**What is expected:** Please continue the excerpt below on α-defensins in preterm neonates, picking up after its final sentence.

**Excerpt to read:**

The aim of our study was to investigate whether α-defensins 1–4 are present in the BALF of preterm neonates undergoing mechanical ventilation and whether respiratory infection affects their levels. To this purpose, the presence and levels of these antimicrobial peptides were evaluated in BALF of preterm neonates by a top-down label free proteomic approach.

Antimicrobial peptides play an important role in innate and adaptive immunity, but until now their role in host defense of newborns is not clear. The α-defensins 1–4 are located in the azurophilic granules of neutrophils. The α-defensins 1–3, which constitute 5% to 7% of total protein content of human neutrophils and 30%–50% of the total content of azurophilic granules, represent the most abundant antimicrobial peptides of neutrophils. The α-defensin 4 accounts for approximately 1% of total defensin content (23).

The results of this study show that preterm newborns are able to synthesize α-defensins 1–4 that are present in their ELF. Moreover, the significant positive correlation between the absolute number of neutrophils and the corresponding levels of the α-defensins 1–3 suggests that, even in preterm neonates, α-defensins might originate prevalently by neutrophilic cells.

Interestingly, we measured significantly higher concentrations of α-defensins 1–4 in the pneumonia than in the nonpneumonia group patients. These data could demonstrate that, at least in part, α-defensins 1–4 contribute also in preterm newborns to the microbicidal and microbiostatic properties of respiratory secretions, and that premature newborns are able to activate an innate immune system of defense. Studies on murine homologs of human antimicrobial peptides indicated that expression of defensins correlates positively with GA (2426). No specific data exist about a GA dependent expression of α-defensins in humans, and our data do not show any correlation between α-defensins and GA.

Pointing data grounded in images
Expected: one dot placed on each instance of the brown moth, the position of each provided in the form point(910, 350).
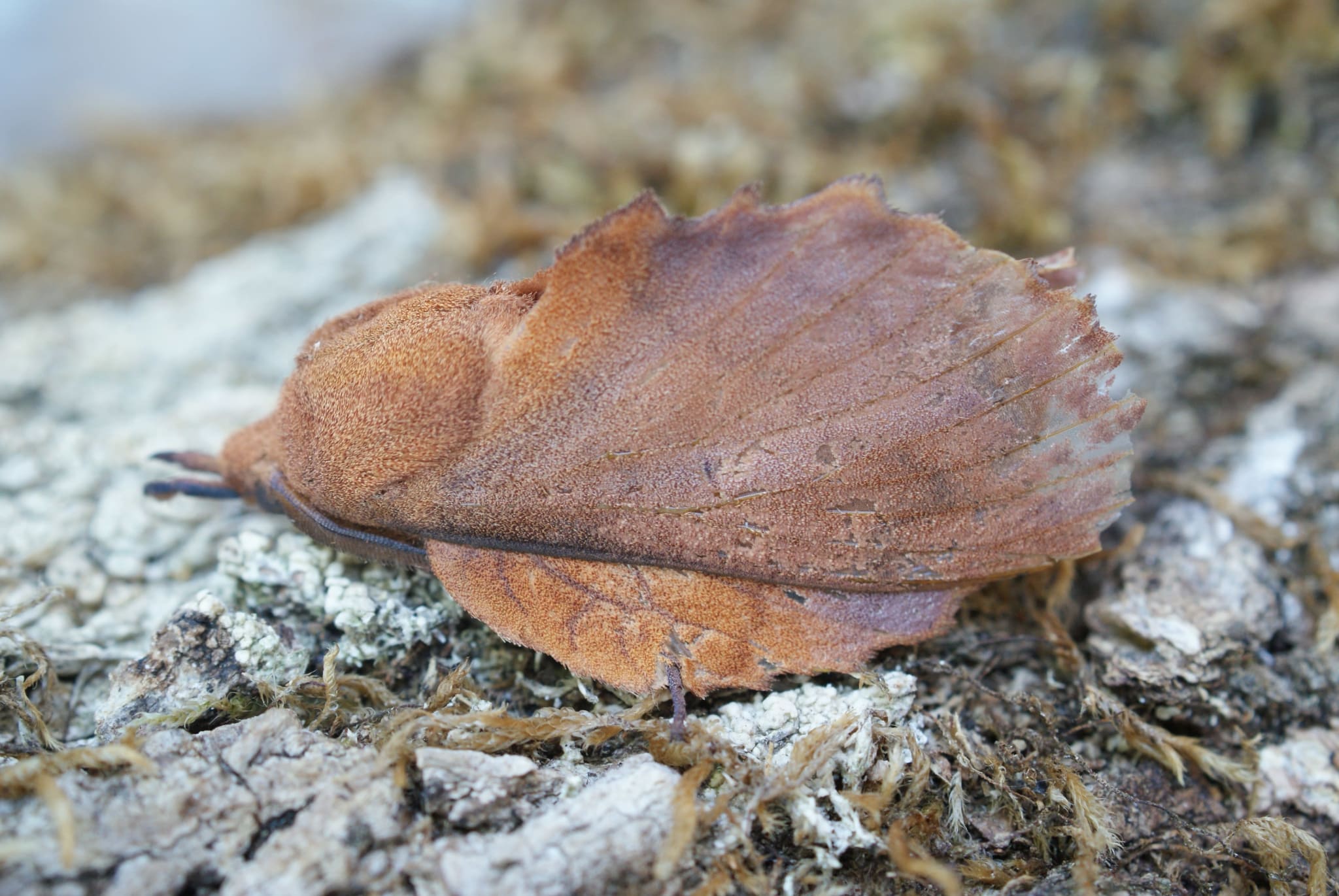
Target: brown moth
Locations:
point(706, 452)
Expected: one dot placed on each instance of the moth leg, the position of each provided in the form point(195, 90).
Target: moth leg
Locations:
point(190, 459)
point(681, 708)
point(163, 489)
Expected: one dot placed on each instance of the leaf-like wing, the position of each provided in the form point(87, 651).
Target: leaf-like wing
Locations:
point(623, 625)
point(828, 394)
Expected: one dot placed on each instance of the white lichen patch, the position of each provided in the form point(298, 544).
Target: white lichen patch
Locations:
point(379, 611)
point(1195, 591)
point(1302, 772)
point(259, 648)
point(768, 729)
point(768, 726)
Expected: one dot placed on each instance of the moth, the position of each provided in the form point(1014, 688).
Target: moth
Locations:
point(703, 452)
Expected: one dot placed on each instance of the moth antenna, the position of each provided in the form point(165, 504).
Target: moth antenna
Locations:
point(681, 708)
point(365, 544)
point(190, 459)
point(163, 489)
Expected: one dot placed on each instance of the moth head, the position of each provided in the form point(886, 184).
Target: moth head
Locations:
point(379, 398)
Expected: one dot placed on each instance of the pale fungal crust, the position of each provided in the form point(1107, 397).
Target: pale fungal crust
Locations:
point(769, 440)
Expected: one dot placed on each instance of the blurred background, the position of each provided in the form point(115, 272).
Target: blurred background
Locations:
point(138, 137)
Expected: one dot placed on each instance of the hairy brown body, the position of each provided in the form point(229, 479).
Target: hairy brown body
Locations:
point(769, 440)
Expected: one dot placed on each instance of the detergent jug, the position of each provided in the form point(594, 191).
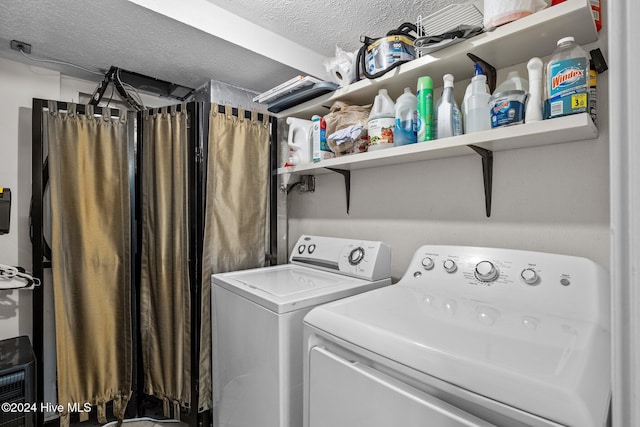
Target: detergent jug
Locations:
point(299, 141)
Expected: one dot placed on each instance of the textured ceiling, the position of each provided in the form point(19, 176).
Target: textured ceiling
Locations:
point(323, 25)
point(97, 34)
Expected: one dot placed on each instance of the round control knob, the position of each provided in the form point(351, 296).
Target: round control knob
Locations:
point(356, 255)
point(486, 271)
point(427, 263)
point(529, 276)
point(450, 266)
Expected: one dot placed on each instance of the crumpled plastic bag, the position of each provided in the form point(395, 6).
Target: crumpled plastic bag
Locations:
point(341, 68)
point(343, 115)
point(499, 12)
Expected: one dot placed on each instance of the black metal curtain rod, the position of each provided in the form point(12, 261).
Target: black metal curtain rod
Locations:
point(234, 112)
point(80, 108)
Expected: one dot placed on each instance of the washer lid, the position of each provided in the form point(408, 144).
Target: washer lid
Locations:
point(554, 367)
point(289, 287)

**Written response:**
To our knowledge, a proteomic approach (SELDI-TOF MS analysis) for the evaluation of antimicrobial peptides in BALF samples has been only used in one study where concentrations of α-defensins 1 and 2 and several forms of S100A proteins were found significantly higher in BALF of patients with cystic fibrosis than in noncystic fibrosis patients (27). These authors underlined as α-defensins are chemotactic for monocytes, stimulate the production of proinflammatory cytokines from monocytes and endothelium, and act on the recruitment, proliferation, and maturation of T cells. However, the same authors observed how α-defensins contribute to tissue damage directly via their cytotoxic effects on cells, and indirectly by competing with neutrophil elastase for the binding of the neutrophil elastase inhibitor α-1-antitrypsin. Other studies underline that antimicrobial peptides play a role in the inflammatory lung diseases and how, besides their host defense function during infections, their proinflammatory activity is likely to have negative consequences too (1,23). In this sense, the incidence of bronchopulmonary dysplasia, a multifactorial disease in which cytokines-mediated inflammation play an important role in its pathogenesis (28), was significantly higher in the pneumonia group (with significantly higher α-defensins lung levels) than in the nonpneumonia group. Nevertheless, this study was not powered to detect differences in clinical outcomes, such as bronchopulmonary dysplasia, and definitive conclusions cannot be made.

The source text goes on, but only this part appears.